Coordinate annotation entries
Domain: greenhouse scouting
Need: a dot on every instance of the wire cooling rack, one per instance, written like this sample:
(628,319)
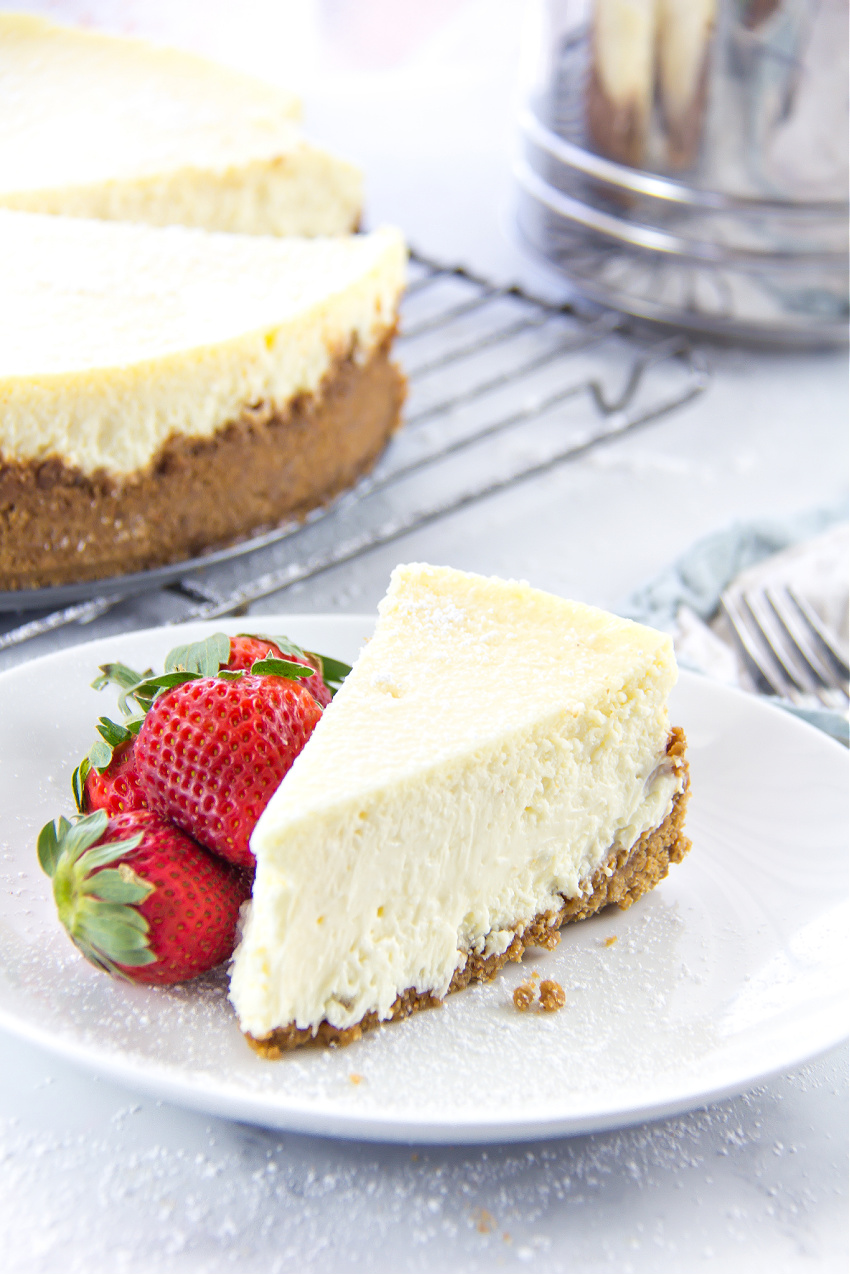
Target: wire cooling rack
(502,388)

What the exercise asks ▸
Can you write out every line of the data above again, leaving out the pictures and adding 120 to each coordinate number in the answers?

Task result ▸
Domain: greenhouse scouting
Need: a dot on every instance of the wire cooling rack, one per instance, written like this sample:
(628,319)
Target: wire cooling rack
(622,508)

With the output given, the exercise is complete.